**WHAT YOU WILL DO:**
**A)** Do these statements agree with the Slimegate essay? Answer yes or no for each, and quote the essay's deciding words. (i) The Broncos won the playoff game 14-10. (ii) Each of the three linemen was fined $10,000. (iii) The author was 14 when the loss happened.
**B)** Reproduce the Slimegate essay between "Restoring the Samaritan" and "the Denver Broncos.", inclusive.
**C)** Why did the three Broncos linemen put vaseline on themselves, according to the Slimegate essay? Answer in one to three sentences.

**SELECTED EXTRACT:**
****************
Restoring the Samaritan In Each of Us

I harbor a deep dark resentment in my heart for a certain type of people. Whether I know them or not, I prejudge them. They are the dregs of society. A scourge on decency and an abomination.

Aidan Meyer







I’m referring, of course, to fans of the Denver Broncos.

Allow me to elaborate.


In 1998, the Kansas City Chiefs hosted a tightly contested playoff game against the Broncos. Early in the match, Chiefs defenders noticed something odd. En route to rush quarterback John Elway, the offensive linemen were, well, more slippery than usual. They notified officials, and the referees discovered a foreign substance on the arms and jerseys of three linemen.


After the game, the NFL revealed Mark Schlereth, Brian Habib, and Gary Zimmerman had used vaseline to make it more difficult for defenders to gain leverage on their way to the quarterback. This tactic, no doubt, was in response to the fierce pass rush of the Chiefs, particularly that of linebacker Derrick Thomas. Earlier in the season, the Chiefs beat the Broncos, sacking Elway six times.[1]

The Broncos wound up winning the playoff game 14-10 on their way to a Superbowl XXXII victory. For their crime, the three linemen were fined $5000 each.[2]

Did the surreptitious vaseline application, dubbed Slimegate, have any effect on the outcome of the game? Maybe, maybe not. But Schlereth remains unrepentant:

Did I grease up my jersey, and use sticky substances on my gloves? You're damn right. What you call cheating is a fine line. It's an interesting line. What we did, in the locker room, is called being creative.[3]

As a 14-year-old, the loss crushed me, and I can point back to this game as the genesis for my hatred of all things Denver Broncos. I know it’s irrational. But maybe those of you deep south Southeastern Conference fans can relate with your Alabama-Auburns and Tennessee-Floridas. In Norman, Oklahoma (my hometown) you must despise the University of Texas, Oklahoma’s chief rival.

But if you think those rivalries are intense, you have never experienced anything like the 1st Century Jewish-Samaritan divide. These people despised each other, and their roots of resentment ran deep.
****************
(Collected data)
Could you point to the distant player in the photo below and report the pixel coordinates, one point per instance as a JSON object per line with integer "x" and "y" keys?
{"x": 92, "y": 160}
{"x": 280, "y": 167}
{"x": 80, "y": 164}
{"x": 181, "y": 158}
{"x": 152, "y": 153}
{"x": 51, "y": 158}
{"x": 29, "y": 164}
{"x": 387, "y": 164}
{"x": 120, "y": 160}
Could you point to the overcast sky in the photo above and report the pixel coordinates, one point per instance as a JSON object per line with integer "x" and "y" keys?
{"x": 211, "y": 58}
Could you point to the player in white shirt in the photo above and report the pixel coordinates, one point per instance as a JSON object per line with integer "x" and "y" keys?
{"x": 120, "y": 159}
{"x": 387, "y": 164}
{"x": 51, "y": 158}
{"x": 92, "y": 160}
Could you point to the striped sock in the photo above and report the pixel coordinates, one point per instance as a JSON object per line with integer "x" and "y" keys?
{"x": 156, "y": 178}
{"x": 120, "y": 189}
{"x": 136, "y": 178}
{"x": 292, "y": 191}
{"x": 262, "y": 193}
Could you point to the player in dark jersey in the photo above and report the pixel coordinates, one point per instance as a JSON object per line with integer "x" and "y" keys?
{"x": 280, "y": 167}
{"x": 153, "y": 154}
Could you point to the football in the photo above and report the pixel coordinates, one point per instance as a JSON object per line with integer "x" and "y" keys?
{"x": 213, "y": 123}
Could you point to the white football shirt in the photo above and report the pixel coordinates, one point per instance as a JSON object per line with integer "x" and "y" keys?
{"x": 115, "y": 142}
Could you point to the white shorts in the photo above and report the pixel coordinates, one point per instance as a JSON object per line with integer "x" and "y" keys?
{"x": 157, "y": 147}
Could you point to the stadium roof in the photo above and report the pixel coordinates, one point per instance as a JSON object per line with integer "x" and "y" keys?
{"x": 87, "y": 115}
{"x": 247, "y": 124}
****************
**OUTPUTS BY TASK:**
**A)**
(i) Yes: "The Broncos wound up winning the playoff game 14-10"
(ii) No: "the three linemen were fined $5000 each."
(iii) Yes: "As a 14-year-old, the loss crushed me"

**B)**
Restoring the Samaritan In Each of Us

I harbor a deep dark resentment in my heart for a certain type of people. Whether I know them or not, I prejudge them. They are the dregs of society. A scourge on decency and an abomination.

Aidan Meyer







I’m referring, of course, to fans of the Denver Broncos.

**C)** They used it to make it harder for defenders to gain leverage on their way to the quarterback. The essay calls this a response to the Chiefs' fierce pass rush, especially that of linebacker Derrick Thomas. Earlier that season the Chiefs had beaten the Broncos and sacked Elway six times.